=== Provided passage ===

Wednesday, June 30, 2010

Auction Donations - Paul Lo Duca

CHERUBS is very grateful for autographed baseball donated by LA Dodgers catcher, Paul Lo Duca!

From Wikipedia:

Paul Anthony Lo Duca (born April 12, 1972 in Brooklyn, New York) is a Major League Baseball catcher who was recently released by the Colorado Rockies organization. Previously, Lo Duca played for the Los Angeles Dodgers (1998-2004), Florida Marlins (2004-2005, 2008), New York Mets (2006-2007), and Washington Nationals (2008). He recently was an analyst for the TVG Network analyzing horse races.

Collegiate career

Lo Duca walked on to the baseball team at Glendale Community College (AZ) after he was not recruited or drafted out of high school. He hit .449 and .461 in his two years at the community college before transferring to Arizona State University.[1] In 1993, the one year he played at ASU, Lo Duca was named The Sporting News Player of the Year, setting school records with a .446 batting average and 129 hits. He was also named a finalist for the Golden Spikes Award and his 37-game hitting streak is the second longest in school history. He was named ASU On Deck Circle Most Valuable Player; other winners include Dustin Pedroia, Willie Bloomquist, Ike Davis, and Barry Bonds.[2]

[edit] Professional career

Despite his college success, Lo Duca spent many years in the minor leagues after being drafted in the 25th round of the 1993 Amateur Draft. He spent the 1995 off-season abroad with the Adelaide Giants in the Australian Baseball League,[3] but finally achieved a breakthrough year with the Los Angeles Dodgers in 2001 at age 29. Lo Duca drew comparisons to Dodgers predecessors Mike Scioscia and Mike Piazza -- all three were capable and popular everyday catchers who were homegrown through the Dodgers' organization, and all three are of Italian-American ancestry. Lo Duca's primary strength is as a contact hitter, like Scioscia, but unlike the power-hitting Piazza.

===

Please extend the Paul Lo Duca article above, starting right after its last sentence about his hitting style.

=== Data ===

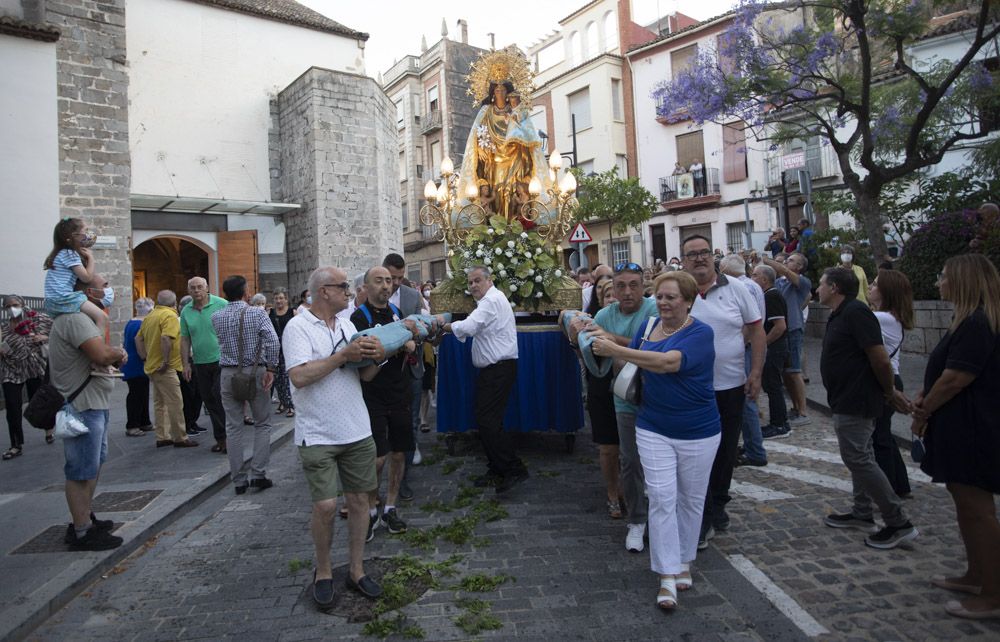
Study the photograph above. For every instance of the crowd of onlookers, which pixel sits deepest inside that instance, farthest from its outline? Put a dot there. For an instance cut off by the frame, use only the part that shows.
(705, 333)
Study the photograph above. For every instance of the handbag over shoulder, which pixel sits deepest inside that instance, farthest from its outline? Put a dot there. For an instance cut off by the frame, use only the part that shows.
(244, 384)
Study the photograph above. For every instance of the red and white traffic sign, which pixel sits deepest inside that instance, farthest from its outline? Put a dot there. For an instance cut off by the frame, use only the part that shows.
(580, 234)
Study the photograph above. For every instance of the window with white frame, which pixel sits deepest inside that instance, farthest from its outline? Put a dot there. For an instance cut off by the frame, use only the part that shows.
(579, 106)
(736, 236)
(620, 252)
(610, 31)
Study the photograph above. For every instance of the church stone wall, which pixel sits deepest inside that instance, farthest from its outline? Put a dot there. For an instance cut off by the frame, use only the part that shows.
(94, 161)
(338, 158)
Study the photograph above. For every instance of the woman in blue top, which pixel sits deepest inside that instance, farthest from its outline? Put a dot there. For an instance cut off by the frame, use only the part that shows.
(137, 421)
(678, 427)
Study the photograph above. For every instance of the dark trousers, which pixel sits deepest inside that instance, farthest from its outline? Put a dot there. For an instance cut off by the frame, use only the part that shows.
(14, 402)
(192, 400)
(493, 387)
(137, 403)
(730, 403)
(770, 381)
(887, 452)
(207, 376)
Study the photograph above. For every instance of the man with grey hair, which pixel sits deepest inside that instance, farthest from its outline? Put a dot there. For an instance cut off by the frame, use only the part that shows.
(775, 326)
(158, 343)
(753, 442)
(200, 354)
(494, 354)
(332, 425)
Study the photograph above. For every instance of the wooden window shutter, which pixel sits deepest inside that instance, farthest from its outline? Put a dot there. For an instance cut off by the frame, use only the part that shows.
(734, 155)
(238, 255)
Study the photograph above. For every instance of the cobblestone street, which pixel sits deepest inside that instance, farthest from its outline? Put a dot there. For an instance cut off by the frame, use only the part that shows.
(240, 567)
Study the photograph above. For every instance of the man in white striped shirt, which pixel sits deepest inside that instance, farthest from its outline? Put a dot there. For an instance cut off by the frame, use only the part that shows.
(494, 354)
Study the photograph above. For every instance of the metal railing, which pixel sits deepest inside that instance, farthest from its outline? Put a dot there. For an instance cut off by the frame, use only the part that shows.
(679, 187)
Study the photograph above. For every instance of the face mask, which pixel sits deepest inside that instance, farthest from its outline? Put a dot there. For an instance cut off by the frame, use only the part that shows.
(89, 239)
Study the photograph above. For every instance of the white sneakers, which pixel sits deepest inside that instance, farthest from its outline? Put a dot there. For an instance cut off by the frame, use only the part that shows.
(633, 541)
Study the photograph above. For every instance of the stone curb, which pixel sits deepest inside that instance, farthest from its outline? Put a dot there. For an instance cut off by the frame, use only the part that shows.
(45, 601)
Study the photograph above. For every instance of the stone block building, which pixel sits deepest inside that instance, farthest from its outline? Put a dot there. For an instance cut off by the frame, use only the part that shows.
(198, 137)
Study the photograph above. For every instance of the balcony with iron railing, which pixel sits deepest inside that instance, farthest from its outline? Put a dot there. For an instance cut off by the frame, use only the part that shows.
(820, 160)
(686, 191)
(431, 121)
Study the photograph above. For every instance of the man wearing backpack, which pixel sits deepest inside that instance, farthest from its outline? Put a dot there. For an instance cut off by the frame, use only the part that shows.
(388, 397)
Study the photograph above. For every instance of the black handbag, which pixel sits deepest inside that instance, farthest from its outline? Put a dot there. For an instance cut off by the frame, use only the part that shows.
(244, 384)
(47, 402)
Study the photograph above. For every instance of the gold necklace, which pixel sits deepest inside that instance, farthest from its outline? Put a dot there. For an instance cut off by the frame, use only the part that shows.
(675, 330)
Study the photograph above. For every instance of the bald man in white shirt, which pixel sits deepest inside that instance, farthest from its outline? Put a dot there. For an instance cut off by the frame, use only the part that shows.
(494, 354)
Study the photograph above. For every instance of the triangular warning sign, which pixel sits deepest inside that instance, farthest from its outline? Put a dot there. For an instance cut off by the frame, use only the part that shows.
(580, 234)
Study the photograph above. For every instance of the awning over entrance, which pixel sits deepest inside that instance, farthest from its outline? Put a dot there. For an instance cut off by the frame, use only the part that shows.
(191, 205)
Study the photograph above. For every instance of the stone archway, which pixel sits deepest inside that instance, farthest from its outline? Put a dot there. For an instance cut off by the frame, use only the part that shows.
(167, 262)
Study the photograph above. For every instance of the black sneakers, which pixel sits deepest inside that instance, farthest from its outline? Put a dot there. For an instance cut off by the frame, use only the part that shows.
(93, 540)
(892, 536)
(392, 522)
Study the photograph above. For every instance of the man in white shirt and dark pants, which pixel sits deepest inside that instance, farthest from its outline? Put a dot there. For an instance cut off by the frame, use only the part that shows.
(494, 354)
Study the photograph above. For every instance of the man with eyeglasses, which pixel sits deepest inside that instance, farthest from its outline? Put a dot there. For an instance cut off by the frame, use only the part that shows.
(259, 350)
(619, 322)
(388, 397)
(727, 306)
(494, 354)
(332, 426)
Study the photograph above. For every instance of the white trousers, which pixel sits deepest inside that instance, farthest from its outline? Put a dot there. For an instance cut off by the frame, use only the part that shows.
(676, 472)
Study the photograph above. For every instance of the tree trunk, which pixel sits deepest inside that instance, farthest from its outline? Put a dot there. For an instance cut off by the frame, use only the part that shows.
(871, 220)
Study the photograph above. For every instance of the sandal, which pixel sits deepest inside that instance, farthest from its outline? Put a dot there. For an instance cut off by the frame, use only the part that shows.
(683, 579)
(12, 453)
(666, 598)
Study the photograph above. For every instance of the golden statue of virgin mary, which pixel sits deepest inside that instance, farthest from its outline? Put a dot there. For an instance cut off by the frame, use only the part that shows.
(504, 151)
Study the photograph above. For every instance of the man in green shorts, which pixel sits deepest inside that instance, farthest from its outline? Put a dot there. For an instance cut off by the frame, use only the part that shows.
(332, 427)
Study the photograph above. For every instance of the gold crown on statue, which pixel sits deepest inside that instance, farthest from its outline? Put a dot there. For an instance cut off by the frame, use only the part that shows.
(508, 64)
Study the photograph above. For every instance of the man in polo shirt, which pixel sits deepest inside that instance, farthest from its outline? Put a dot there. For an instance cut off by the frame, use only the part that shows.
(858, 378)
(388, 397)
(619, 322)
(797, 290)
(158, 342)
(332, 427)
(494, 354)
(727, 306)
(200, 353)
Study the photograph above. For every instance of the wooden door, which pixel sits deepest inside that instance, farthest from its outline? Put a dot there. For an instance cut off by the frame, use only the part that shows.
(238, 255)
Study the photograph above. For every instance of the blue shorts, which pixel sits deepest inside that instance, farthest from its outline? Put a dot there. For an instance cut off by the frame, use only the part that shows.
(86, 453)
(793, 363)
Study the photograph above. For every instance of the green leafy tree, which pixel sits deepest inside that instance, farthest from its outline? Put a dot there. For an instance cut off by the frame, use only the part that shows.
(844, 71)
(623, 202)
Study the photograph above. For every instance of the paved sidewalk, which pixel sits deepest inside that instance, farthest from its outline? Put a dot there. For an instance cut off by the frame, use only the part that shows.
(142, 487)
(778, 573)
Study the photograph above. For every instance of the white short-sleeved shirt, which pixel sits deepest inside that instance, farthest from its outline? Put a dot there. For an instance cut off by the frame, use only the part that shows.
(892, 337)
(492, 324)
(331, 411)
(727, 307)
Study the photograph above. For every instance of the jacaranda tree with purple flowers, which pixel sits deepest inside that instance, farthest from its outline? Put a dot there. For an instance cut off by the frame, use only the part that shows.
(850, 72)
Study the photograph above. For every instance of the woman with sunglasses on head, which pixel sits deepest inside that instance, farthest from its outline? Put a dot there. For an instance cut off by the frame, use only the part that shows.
(956, 414)
(678, 429)
(891, 298)
(23, 362)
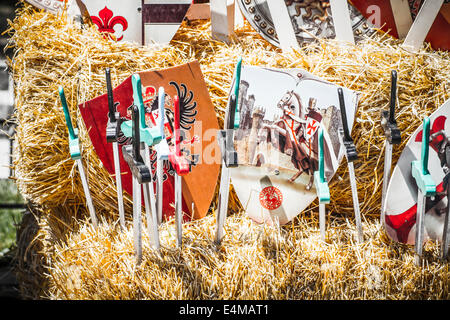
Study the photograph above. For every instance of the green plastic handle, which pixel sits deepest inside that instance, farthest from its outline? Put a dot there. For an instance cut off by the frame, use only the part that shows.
(237, 115)
(74, 141)
(419, 168)
(321, 184)
(321, 159)
(62, 96)
(425, 145)
(138, 100)
(151, 136)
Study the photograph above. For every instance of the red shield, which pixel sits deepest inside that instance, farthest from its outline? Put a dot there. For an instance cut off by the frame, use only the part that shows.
(199, 125)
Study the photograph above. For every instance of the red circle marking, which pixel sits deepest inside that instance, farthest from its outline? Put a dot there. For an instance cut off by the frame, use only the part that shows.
(271, 198)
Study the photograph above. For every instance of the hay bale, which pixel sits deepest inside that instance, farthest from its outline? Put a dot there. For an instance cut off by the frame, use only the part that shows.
(254, 261)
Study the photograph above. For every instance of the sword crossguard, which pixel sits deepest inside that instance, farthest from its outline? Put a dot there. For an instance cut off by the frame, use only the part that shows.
(344, 134)
(150, 136)
(225, 137)
(321, 184)
(237, 114)
(162, 148)
(388, 122)
(114, 121)
(74, 141)
(179, 163)
(131, 153)
(419, 168)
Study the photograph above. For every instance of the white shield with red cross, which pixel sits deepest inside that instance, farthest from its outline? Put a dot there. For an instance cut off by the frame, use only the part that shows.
(312, 125)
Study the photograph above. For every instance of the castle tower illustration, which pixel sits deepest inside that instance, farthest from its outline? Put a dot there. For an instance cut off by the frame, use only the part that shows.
(257, 121)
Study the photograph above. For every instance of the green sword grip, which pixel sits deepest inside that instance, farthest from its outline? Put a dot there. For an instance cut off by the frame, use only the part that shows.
(137, 98)
(62, 96)
(419, 168)
(237, 116)
(425, 145)
(74, 142)
(150, 136)
(321, 184)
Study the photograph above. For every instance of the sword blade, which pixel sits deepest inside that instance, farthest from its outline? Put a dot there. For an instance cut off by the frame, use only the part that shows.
(150, 203)
(351, 171)
(341, 20)
(159, 187)
(386, 177)
(446, 231)
(87, 194)
(178, 209)
(119, 184)
(422, 24)
(137, 220)
(421, 200)
(322, 220)
(223, 202)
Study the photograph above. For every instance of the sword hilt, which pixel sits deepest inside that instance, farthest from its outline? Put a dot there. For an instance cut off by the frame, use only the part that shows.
(388, 122)
(419, 168)
(162, 147)
(321, 184)
(344, 133)
(225, 137)
(113, 125)
(74, 141)
(151, 136)
(179, 163)
(237, 117)
(132, 155)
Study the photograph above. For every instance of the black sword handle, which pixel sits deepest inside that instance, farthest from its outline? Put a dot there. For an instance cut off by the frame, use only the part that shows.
(347, 136)
(113, 125)
(131, 153)
(393, 97)
(230, 154)
(136, 136)
(350, 148)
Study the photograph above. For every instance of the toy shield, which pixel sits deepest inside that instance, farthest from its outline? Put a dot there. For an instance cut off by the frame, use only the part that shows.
(198, 124)
(277, 139)
(401, 199)
(49, 5)
(310, 19)
(380, 13)
(140, 21)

===

**Final answer**
Since becoming an everyday big league player, Lo Duca has named to four All-Star Games. In 2002, he was one of the best contact hitters in the majors – only Jason Kendall struck out less often and no one had a better percentage of swings and misses.[4] In 2003, Lo Duca's 25-game hitting streak was the second longest in Dodgers history and defensively he ranked first in the National League in throwing out baserunners. In 2004, he led National League catchers in RBI. In the field in 2004, he allowed 93 stolen bases, more than any other catcher in Major League Baseball. He was traded from Los Angeles along with Juan Encarnacion and Guillermo Mota to the Marlins for Hee Seop Choi, Brad Penny, and minor league pitching prospect Bill Murphy at the 2004 trading deadline and was later traded to the Mets for two minor league prospects, pitcher Gaby Hernandez and outfielder Dante Brinkleys. This was part of a Marlins "market correction" where most of their large salaries were traded away after the 2005 season.

Lo Duca was a member of the 2006 All-Star Team; the Mets finished that year with a 97-65 record and made the postseason (his first playoff experience). Lo Duca hit .318, his highest average since 2001. He also had a .355 on-base percentage, a career high.

Lo Duca collected his 1,000th career hit on May 30, 2007 off Barry Zito. His batting average fell 48 points that year to .272, and he played only 119 games after making a trip to the disabled list in August.

Lo Duca with the Nationals in 2008.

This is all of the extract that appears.